### Exercice
Reproduisez à l'identique chacune des entrées ci-dessous, sans en omettre aucune. Laissez les images de côté dans votre réponse.

⁂

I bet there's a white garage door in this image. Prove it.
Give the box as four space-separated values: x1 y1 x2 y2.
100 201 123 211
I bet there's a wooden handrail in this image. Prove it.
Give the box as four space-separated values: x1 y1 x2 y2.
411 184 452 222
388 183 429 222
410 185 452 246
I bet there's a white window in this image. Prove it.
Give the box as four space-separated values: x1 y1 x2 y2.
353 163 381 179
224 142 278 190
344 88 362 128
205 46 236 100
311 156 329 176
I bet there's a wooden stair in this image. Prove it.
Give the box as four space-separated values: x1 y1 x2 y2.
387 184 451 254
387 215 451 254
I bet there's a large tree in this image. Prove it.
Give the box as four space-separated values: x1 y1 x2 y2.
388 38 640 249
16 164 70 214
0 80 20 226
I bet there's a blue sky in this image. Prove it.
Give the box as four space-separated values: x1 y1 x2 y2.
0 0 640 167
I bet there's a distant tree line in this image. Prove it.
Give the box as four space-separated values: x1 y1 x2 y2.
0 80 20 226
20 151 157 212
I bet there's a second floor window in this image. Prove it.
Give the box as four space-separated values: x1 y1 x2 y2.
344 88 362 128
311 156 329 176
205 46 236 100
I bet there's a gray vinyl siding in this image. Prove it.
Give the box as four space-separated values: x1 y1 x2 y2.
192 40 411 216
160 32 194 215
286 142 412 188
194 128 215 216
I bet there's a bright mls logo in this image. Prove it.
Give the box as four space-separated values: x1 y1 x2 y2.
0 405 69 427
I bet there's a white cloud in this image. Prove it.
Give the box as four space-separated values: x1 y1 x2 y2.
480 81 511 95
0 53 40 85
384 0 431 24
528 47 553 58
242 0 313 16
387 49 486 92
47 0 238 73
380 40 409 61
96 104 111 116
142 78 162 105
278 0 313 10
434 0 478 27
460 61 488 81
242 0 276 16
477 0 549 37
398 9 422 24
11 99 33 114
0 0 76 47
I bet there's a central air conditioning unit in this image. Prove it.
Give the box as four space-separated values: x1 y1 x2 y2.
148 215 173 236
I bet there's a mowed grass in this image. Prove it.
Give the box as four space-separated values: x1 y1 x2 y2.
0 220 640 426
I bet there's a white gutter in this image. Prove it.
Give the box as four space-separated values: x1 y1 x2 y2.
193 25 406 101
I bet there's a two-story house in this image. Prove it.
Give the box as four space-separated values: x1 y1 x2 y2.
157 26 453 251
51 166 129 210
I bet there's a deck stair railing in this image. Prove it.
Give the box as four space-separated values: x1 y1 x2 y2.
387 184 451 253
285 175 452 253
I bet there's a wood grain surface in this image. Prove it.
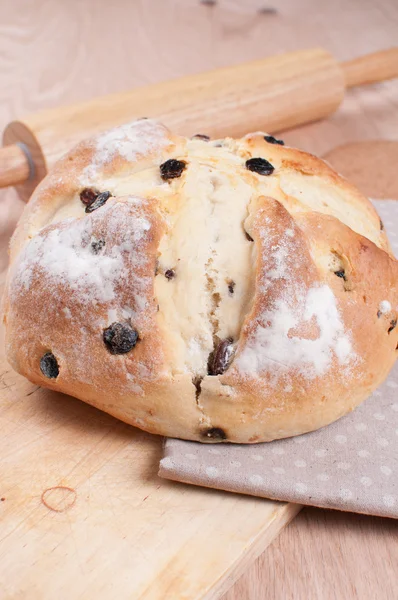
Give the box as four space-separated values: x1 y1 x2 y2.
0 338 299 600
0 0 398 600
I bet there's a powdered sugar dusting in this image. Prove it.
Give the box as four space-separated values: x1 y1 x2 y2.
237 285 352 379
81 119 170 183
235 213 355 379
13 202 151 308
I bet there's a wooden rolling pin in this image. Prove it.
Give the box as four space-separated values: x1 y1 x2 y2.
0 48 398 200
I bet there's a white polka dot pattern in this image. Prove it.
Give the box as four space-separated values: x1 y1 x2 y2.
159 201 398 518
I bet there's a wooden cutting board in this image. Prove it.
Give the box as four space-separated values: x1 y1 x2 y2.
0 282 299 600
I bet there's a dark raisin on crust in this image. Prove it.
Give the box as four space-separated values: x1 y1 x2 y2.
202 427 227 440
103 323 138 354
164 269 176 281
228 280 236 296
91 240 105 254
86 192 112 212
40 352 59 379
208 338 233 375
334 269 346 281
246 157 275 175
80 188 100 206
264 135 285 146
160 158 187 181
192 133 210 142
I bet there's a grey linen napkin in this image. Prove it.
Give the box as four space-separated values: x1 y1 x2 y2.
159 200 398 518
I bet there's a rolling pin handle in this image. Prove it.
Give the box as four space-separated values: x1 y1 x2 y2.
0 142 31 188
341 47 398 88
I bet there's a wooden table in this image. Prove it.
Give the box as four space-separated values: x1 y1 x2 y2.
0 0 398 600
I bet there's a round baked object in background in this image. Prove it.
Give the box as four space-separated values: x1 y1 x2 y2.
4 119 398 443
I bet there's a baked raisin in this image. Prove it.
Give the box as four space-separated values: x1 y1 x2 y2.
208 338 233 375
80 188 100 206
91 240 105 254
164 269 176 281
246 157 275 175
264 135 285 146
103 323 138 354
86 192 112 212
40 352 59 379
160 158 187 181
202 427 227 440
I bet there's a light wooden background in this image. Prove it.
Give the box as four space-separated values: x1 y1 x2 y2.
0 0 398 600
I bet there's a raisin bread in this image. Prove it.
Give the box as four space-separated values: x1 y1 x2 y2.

⁂

### Solution
I bet there's a white garage door in this image. Prove it.
Give the box as four space-separated values: x1 y1 x2 y2.
100 201 123 211
I bet there's a wooden handrail in this image. Prove it.
Give the box as four space-separated values: x1 y1 x2 y2.
411 184 452 222
388 183 429 222
410 185 452 246
I bet there's a white window in this image. Prove it.
Give the box as four space-separated values: x1 y1 x2 y2.
353 163 381 179
224 142 278 190
344 88 362 128
205 46 236 100
311 156 329 176
I bet there's a wooden stair in this image. Prove it.
Give the box as four space-separated values: x1 y1 x2 y2.
387 184 451 254
387 215 451 254
I bet there's a large tree in this image. Prove it.
Give the box as four space-separated values: x1 y1 x2 y2.
388 38 640 249
16 164 70 214
0 80 20 226
I bet there's a blue sky in this image. Prove it.
Give the box as four space-separated values: x1 y1 x2 y2.
0 0 640 167
I bet there's a distant tree line in this image. Prove it.
Give the box as four space-separated values: x1 y1 x2 y2.
0 80 20 226
20 151 157 212
I bet there's a second floor window in this image. Prove it.
Give the box as four space-separated values: x1 y1 x2 y2.
344 88 362 128
311 156 329 176
205 46 236 100
I bet there's a gray vinyl siding in this image. Prove it.
Give the box as four space-separated values: x1 y1 x2 y2.
192 40 411 216
160 32 194 215
286 142 412 188
194 128 215 216
I bet there's a bright mls logo in this image. Prove it.
Give the box as four space-separated values: x1 y1 x2 y2.
0 405 69 427
I bet there's a white cloud in this image. Prove it.
Give the box as four space-separated values: x1 y1 x2 y2.
480 81 511 95
0 53 40 85
384 0 431 24
528 47 553 58
242 0 313 16
387 49 486 92
47 0 238 73
380 40 409 61
96 104 111 116
142 78 162 105
278 0 313 10
434 0 478 27
460 61 488 81
242 0 276 16
477 0 549 37
398 9 422 24
11 99 33 114
0 0 76 47
I bet there's a central air conditioning unit in this image. Prove it.
Give the box as four space-separated values: x1 y1 x2 y2.
148 215 173 236
I bet there's a mowed grass in this image. Prove it.
Give the box as four space-separated values: x1 y1 x2 y2.
0 220 640 426
I bet there's a white gutter in this image. Prove it.
Give the box as four space-separated values: x1 y1 x2 y2.
193 25 406 101
I bet there's a two-story house in this image. Prove it.
Give the box as four space-separated values: x1 y1 x2 y2.
157 26 453 251
51 166 129 210
I bet there's a deck stair railing in this image. Prove it.
Give the box as four space-separated values: x1 y1 x2 y2.
387 184 451 253
285 175 452 253
I bet there's a wood grain surface in this image. Prove it.
Give the box as four space-separated values: x1 y1 x2 y2.
0 338 299 600
0 0 398 600
I bet there's a powdered sugar dusting in this image. Prove it.
Give the box as four space-separated values: x1 y1 x2 y2.
237 285 352 379
81 119 170 183
235 213 355 379
13 202 151 308
I bet there's a wooden rolling pin in this image. Prove it.
Give the box as four space-separated values: x1 y1 x2 y2.
0 48 398 200
I bet there's a white polka dot pattern in this image. Prove it.
Give the box as four space-separated values: x1 y1 x2 y2.
159 201 398 518
I bet there's a wooden cutting board in this image. Prove it.
Give the box as four space-separated values: x1 y1 x2 y2.
0 282 299 600
I bet there's a dark raisin on crust in this image. Prove it.
Give the box as four space-separated values: x1 y1 x2 y2.
202 427 227 440
103 323 138 354
164 269 176 281
228 280 236 296
91 240 105 254
86 192 112 212
40 352 59 379
208 338 233 375
334 269 346 281
246 157 275 175
80 188 100 206
264 135 285 146
160 158 187 181
192 133 210 142
I bet there's a grey linen napkin in this image. Prove it.
Give the box as four space-separated values: x1 y1 x2 y2.
159 200 398 518
I bet there's a rolling pin handle in this image. Prove it.
Give the box as four space-separated values: x1 y1 x2 y2.
0 142 31 188
341 47 398 88
I bet there's a wooden table in this image. Prove it.
Give the box as four space-separated values: x1 y1 x2 y2.
0 0 398 600
I bet there's a round baked object in background in this image. Prove it.
Give the box as four space-separated values: x1 y1 x2 y2.
4 119 398 443
I bet there's a baked raisin in this image. Prove it.
Give the box as four space-separated values: x1 y1 x2 y2.
208 338 233 375
80 188 100 206
91 240 105 254
164 269 176 281
246 157 275 175
264 135 285 146
103 323 138 354
86 192 112 212
40 352 59 379
160 158 187 181
202 427 227 440
I bet there's a light wooden background in this image. Prove it.
Give the box as four space-separated values: x1 y1 x2 y2.
0 0 398 600
I bet there's a raisin bread in this image. Prove it.
Give the box as four space-separated values: x1 y1 x2 y2.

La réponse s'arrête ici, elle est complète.